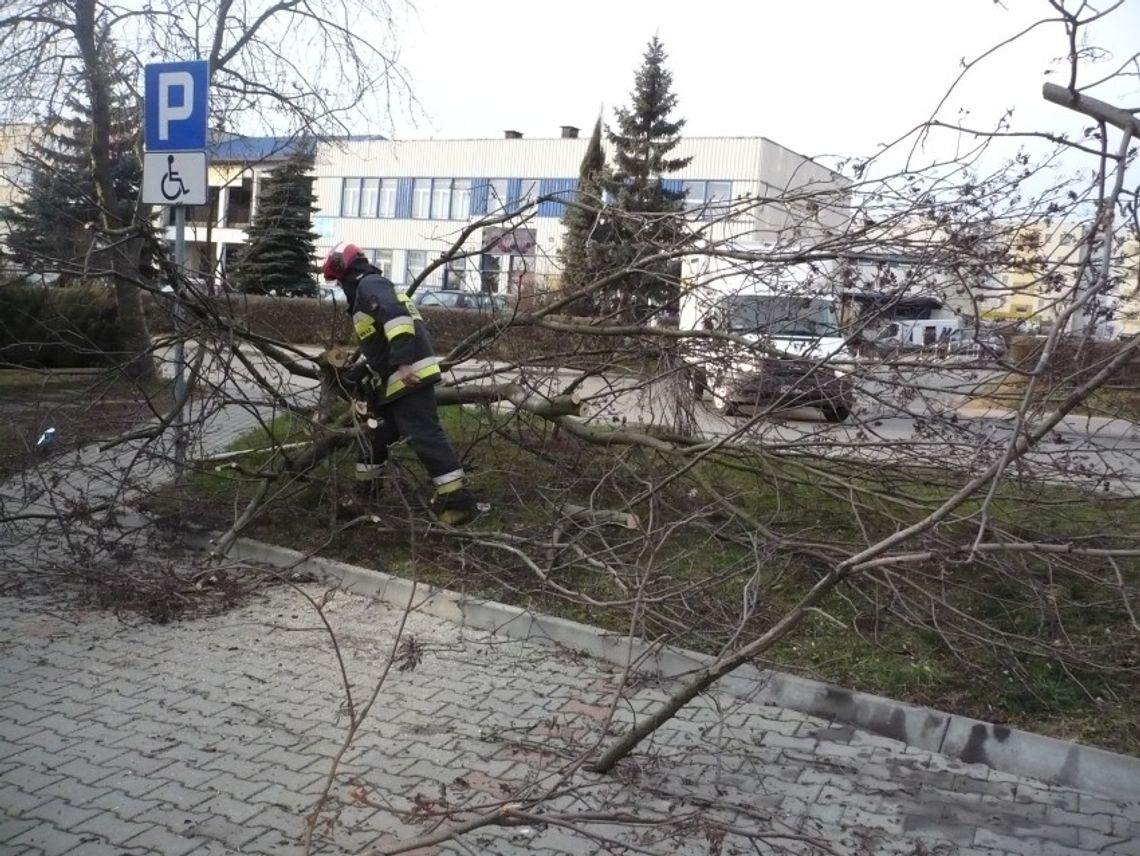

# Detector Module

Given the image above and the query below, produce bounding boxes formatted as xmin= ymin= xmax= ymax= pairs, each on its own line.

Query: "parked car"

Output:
xmin=318 ymin=282 xmax=344 ymax=304
xmin=679 ymin=245 xmax=855 ymax=423
xmin=473 ymin=292 xmax=512 ymax=313
xmin=413 ymin=289 xmax=511 ymax=313
xmin=413 ymin=289 xmax=473 ymax=309
xmin=944 ymin=327 xmax=1007 ymax=359
xmin=271 ymin=280 xmax=319 ymax=298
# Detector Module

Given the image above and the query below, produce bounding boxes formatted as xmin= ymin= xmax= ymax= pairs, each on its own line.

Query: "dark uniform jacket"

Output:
xmin=343 ymin=263 xmax=442 ymax=403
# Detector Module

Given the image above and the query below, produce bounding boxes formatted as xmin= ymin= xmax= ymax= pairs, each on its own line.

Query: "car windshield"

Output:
xmin=477 ymin=294 xmax=507 ymax=311
xmin=724 ymin=295 xmax=839 ymax=337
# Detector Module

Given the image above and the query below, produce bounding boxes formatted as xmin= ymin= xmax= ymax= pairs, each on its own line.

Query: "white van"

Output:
xmin=679 ymin=244 xmax=855 ymax=422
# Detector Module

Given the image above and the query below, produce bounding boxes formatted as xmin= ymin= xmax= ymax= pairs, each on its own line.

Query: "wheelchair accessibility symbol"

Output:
xmin=161 ymin=155 xmax=189 ymax=201
xmin=142 ymin=150 xmax=206 ymax=206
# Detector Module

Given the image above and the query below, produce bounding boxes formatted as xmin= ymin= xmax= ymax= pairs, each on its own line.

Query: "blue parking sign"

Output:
xmin=145 ymin=61 xmax=209 ymax=151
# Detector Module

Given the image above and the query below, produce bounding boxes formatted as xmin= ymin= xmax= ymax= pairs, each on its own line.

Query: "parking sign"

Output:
xmin=144 ymin=61 xmax=209 ymax=151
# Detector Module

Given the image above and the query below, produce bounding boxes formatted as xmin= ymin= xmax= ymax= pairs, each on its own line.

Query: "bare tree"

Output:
xmin=0 ymin=0 xmax=412 ymax=378
xmin=2 ymin=1 xmax=1139 ymax=852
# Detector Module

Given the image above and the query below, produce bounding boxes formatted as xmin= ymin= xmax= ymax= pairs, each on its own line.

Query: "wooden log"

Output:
xmin=562 ymin=503 xmax=640 ymax=530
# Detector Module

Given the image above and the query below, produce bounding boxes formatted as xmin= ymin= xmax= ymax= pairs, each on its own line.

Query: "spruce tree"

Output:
xmin=601 ymin=36 xmax=692 ymax=316
xmin=4 ymin=90 xmax=141 ymax=282
xmin=558 ymin=116 xmax=608 ymax=291
xmin=230 ymin=147 xmax=320 ymax=296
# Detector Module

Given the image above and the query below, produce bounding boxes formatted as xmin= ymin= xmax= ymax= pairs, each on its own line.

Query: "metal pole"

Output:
xmin=172 ymin=204 xmax=188 ymax=473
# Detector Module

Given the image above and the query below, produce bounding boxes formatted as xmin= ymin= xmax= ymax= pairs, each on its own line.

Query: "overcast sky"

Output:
xmin=381 ymin=0 xmax=1138 ymax=167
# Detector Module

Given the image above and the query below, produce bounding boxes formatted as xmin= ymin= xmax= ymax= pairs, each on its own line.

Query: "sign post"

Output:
xmin=143 ymin=60 xmax=209 ymax=473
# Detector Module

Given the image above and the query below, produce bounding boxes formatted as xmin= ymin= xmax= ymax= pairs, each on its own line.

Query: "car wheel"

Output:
xmin=821 ymin=404 xmax=850 ymax=423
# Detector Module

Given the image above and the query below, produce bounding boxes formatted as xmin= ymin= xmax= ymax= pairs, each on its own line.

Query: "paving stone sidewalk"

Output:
xmin=2 ymin=585 xmax=1139 ymax=856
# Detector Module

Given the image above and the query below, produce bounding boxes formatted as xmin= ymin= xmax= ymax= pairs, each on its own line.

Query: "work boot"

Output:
xmin=433 ymin=488 xmax=480 ymax=526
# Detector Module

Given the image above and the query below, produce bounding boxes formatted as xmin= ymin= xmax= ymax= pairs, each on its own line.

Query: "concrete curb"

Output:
xmin=190 ymin=533 xmax=1140 ymax=801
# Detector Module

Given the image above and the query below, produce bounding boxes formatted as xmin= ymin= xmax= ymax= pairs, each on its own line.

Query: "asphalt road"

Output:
xmin=154 ymin=345 xmax=1140 ymax=495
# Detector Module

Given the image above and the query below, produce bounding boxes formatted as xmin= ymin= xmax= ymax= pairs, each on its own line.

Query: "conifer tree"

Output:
xmin=600 ymin=36 xmax=692 ymax=317
xmin=558 ymin=116 xmax=608 ymax=291
xmin=4 ymin=89 xmax=141 ymax=282
xmin=230 ymin=147 xmax=319 ymax=295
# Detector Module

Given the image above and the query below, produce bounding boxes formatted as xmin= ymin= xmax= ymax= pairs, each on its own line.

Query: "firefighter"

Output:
xmin=322 ymin=242 xmax=478 ymax=525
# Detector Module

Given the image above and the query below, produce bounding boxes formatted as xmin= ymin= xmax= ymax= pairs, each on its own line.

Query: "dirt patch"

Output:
xmin=0 ymin=370 xmax=163 ymax=480
xmin=0 ymin=531 xmax=319 ymax=625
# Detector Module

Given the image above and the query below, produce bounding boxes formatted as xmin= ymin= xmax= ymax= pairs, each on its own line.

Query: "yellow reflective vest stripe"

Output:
xmin=383 ymin=316 xmax=416 ymax=340
xmin=353 ymin=312 xmax=377 ymax=340
xmin=385 ymin=356 xmax=442 ymax=397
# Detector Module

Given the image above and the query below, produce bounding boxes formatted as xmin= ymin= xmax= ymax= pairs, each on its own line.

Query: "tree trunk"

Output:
xmin=73 ymin=3 xmax=155 ymax=382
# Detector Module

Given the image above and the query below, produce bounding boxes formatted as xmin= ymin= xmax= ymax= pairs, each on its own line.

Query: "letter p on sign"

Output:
xmin=144 ymin=60 xmax=208 ymax=152
xmin=158 ymin=72 xmax=193 ymax=141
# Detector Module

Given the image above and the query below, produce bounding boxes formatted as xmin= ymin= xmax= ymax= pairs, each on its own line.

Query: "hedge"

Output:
xmin=0 ymin=284 xmax=122 ymax=369
xmin=2 ymin=286 xmax=661 ymax=371
xmin=144 ymin=293 xmax=632 ymax=367
xmin=11 ymin=287 xmax=1139 ymax=384
xmin=1007 ymin=335 xmax=1140 ymax=389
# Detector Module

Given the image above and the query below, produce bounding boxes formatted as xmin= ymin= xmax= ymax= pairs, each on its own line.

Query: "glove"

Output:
xmin=342 ymin=360 xmax=375 ymax=397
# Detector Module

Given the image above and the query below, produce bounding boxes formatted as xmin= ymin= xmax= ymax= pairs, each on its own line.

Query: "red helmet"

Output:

▶ **Your objective**: Go through the entries above and count the lines containing "parking". Give the number only.

▶ **Reply to the task**: 2